The main findings are that the performance of immigrant students is strongly related to the characteristics of the school systems in their host country, although students' prior education, family situation and immigration experience also has a profound impact on students’ achievement at school:

  • Changes in the performance of immigrant students over time also suggest that education policies can complement social policies in fostering integration.
  • Results varied widely, not only overall, but also in the extent to which first- and second-generation immigrant students were more or less likely than students without an immigrant background to feel that they belong at school...
  • It is not the concentration of immigrant students in a school but, rather, the concentration of socioeconomic disadvantage in a school that hinders student achievement.
  • For recent immigrants, a lack of familiarity with their new country’s language and institutions, as well as insecure living conditions, can result in lower reading performance. 
  • 15-year-old immigrant students who reported that they had attended pre-primary education programmes score 49 points higher in the PISA reading assessment, on average, than immigrant students who reported that they had not participated in such programmes. But in most countries, participation in pre-primary education programmes among immigrant students is considerably lower than it is among students without an immigrant background.
  • Immigrant students are found to be more likely to repeat grades even after accounting for their performance in mathematics and reading and their socio-economic status
  • After accounting for socio-economic status and performance in reading and mathematics, immigrant students are 44% more likely than non-immigrant students to be enrolled in vocational programmes.

______

Tasks to complete ▸
1. Answer these questions using the findings on immigrant students:
(a) How many points higher do immigrant students who attended pre-primary education programmes score in the PISA reading assessment, on average?
(b) What kind of concentration in a school hinders student achievement?
(c) After accounting for socio-economic status and performance in reading and mathematics, how much more likely are immigrant students to be enrolled in vocational programmes?
2. Add the next part of the findings on immigrant students, picking up after the final bullet point.

Supplied data ▸
______

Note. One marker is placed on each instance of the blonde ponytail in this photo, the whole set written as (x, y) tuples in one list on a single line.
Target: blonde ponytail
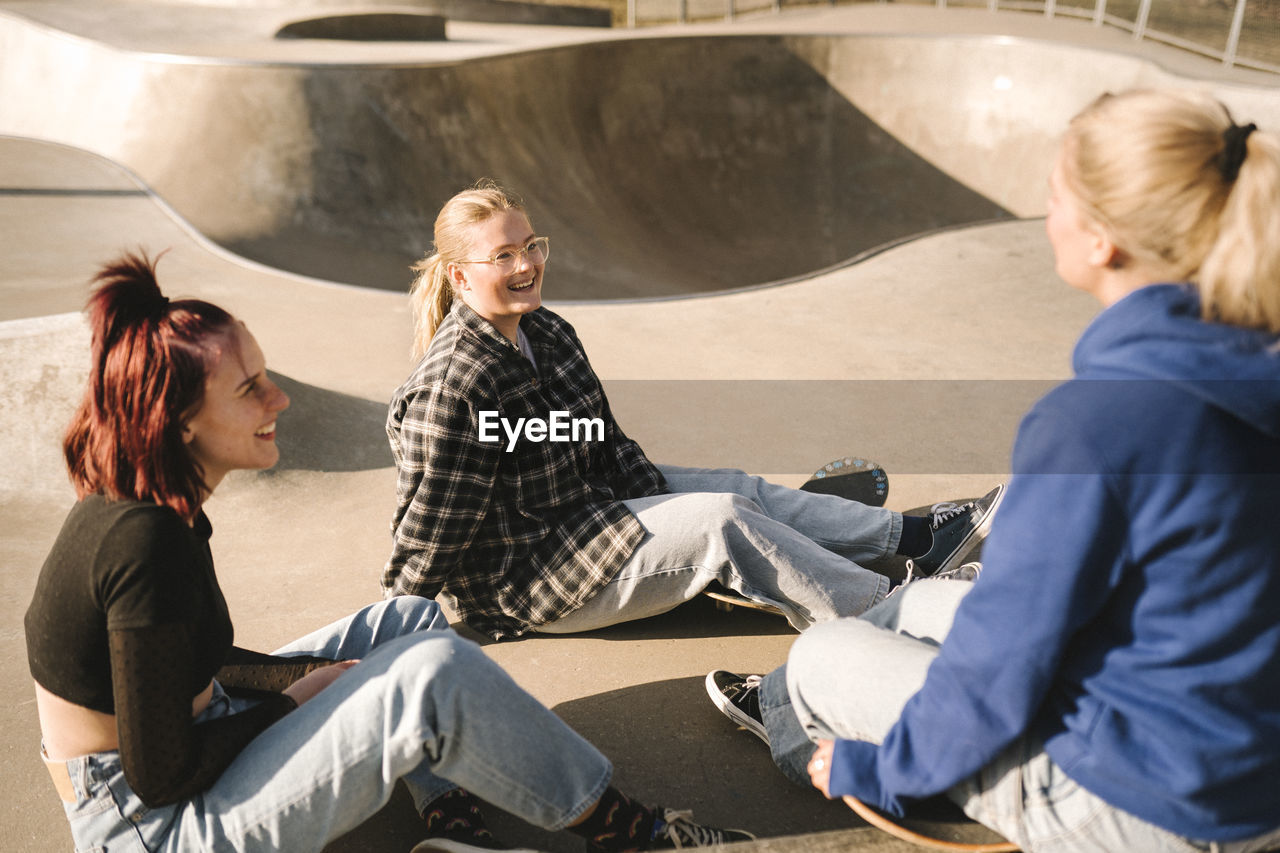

______

Answers in order ▸
1.
(a) 49 points higher than immigrant students who had not participated in such programmes.
(b) The concentration of socioeconomic disadvantage in a school, not the concentration of immigrant students.
(c) 44% more likely than non-immigrant students.

2.
  • On average across OECD countries, only 4% of students attend schools whose principal reported that ethnic heterogeneity is a serious obstacle to learning.
  • Not surprisingly, principals of disadvantaged schools are much more likely than principals of advantaged schools to report that ethnic diversity hinders learning
  • Many teachers, themselves, feel ill-prepared to teach ethnically diverse classes...Large proportions of teachers in several countries...reported, through the 2013 OECD Teaching and Learning International Survey (TALIS), that they need more professional development in the area of teaching in a multicultural or multilingual setting. The proportions are strikingly large ... in the European countries that recently saw rapid increases in the linguistic and cultural diversity in their schools, notably Italy and Spain.

What can countries do? The OECD makes the following recommendations:

  1. Provide information to immigrant parents and help them to overcome financial and/or logistical barriers
  2. Limit the extent to which advantaged schools can select students based on socio-economic status.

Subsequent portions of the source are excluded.